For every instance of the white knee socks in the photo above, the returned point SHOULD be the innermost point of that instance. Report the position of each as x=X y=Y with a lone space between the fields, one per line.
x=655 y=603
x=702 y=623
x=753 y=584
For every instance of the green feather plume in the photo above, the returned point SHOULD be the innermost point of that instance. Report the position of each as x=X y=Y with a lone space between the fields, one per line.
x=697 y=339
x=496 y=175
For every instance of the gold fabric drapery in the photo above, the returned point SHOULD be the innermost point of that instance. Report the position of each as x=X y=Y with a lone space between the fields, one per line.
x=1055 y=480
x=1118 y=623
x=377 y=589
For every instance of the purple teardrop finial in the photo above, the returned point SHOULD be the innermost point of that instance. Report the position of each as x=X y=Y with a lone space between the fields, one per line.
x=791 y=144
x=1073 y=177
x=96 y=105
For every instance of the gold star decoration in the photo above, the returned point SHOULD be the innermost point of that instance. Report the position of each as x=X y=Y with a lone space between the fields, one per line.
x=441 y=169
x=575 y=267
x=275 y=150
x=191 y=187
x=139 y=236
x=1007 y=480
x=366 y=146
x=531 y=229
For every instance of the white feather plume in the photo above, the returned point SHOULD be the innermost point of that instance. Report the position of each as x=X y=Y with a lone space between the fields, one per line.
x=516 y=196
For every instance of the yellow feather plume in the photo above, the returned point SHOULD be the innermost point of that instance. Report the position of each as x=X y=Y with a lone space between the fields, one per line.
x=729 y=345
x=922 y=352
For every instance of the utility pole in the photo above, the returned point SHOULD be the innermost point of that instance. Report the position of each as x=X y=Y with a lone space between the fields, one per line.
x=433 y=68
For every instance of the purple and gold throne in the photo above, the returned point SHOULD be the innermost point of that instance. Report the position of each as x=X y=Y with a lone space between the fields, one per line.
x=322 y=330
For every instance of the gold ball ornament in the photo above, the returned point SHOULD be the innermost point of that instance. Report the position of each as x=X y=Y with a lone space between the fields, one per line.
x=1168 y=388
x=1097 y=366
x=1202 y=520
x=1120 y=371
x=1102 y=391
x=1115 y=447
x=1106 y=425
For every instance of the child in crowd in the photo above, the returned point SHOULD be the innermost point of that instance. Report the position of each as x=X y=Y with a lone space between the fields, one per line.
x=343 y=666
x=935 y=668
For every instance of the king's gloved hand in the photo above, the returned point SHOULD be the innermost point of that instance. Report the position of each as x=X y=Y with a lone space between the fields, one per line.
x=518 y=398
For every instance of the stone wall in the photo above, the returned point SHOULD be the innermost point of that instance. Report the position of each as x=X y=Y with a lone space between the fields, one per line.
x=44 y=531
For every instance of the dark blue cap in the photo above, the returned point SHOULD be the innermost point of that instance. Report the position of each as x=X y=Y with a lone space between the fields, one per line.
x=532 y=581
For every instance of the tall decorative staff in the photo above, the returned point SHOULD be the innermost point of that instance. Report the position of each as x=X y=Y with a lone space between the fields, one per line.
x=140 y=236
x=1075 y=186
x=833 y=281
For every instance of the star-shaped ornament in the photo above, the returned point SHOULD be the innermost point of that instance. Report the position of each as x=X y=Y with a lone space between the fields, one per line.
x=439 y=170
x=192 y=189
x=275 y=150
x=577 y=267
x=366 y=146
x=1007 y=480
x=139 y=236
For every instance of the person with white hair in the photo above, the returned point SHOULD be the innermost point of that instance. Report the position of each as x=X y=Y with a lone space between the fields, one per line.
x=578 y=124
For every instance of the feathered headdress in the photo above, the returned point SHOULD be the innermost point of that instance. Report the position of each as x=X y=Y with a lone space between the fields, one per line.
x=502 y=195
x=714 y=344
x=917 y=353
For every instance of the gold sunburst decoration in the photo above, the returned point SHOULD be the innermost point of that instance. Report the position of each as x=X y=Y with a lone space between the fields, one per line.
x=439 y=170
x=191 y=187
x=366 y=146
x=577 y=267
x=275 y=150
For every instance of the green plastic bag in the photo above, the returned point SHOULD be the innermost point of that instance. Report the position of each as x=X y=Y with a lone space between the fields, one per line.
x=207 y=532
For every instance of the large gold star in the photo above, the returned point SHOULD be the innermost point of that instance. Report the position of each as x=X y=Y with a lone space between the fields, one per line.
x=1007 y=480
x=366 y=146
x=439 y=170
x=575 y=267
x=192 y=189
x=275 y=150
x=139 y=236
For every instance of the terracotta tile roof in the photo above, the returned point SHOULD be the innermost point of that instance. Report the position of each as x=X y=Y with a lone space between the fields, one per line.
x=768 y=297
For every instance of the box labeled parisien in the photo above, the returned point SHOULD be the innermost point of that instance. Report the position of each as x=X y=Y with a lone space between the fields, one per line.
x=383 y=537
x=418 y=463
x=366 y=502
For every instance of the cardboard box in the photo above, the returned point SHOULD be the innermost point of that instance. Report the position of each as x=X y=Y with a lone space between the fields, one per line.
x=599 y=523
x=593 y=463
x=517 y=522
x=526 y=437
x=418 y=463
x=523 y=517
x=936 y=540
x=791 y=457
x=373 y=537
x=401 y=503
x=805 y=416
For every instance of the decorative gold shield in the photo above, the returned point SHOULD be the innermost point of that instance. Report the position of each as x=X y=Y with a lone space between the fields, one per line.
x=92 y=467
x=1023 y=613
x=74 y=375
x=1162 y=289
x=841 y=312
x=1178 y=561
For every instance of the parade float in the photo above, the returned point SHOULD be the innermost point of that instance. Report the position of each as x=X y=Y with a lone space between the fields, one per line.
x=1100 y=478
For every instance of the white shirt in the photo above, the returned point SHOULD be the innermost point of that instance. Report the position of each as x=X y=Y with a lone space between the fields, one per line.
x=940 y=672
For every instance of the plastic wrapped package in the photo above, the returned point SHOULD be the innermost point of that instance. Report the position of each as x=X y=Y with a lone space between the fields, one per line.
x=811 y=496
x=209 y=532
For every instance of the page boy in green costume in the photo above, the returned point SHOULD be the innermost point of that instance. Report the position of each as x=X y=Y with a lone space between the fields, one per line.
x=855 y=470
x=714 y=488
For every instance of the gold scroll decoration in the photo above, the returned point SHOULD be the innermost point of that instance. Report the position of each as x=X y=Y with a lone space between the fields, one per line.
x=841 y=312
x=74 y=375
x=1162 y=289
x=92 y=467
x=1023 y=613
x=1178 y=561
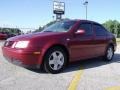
----
Exercise requirements: Rescale everything in the material from the line containing "For every instance of the green plastic" down to the line containing "x=207 y=532", both included, and give only those lines, requests and all. Multiply every x and y coordinate in the answers by 2.1 and round to whole numbers, with halves rounded up.

Worked solution:
For every instance of the green plastic bag in the photo above, the returned point SHOULD be the innermost point of that instance. Report the position of each as x=X y=Y with a lone space between the fields, one per line.
x=435 y=1117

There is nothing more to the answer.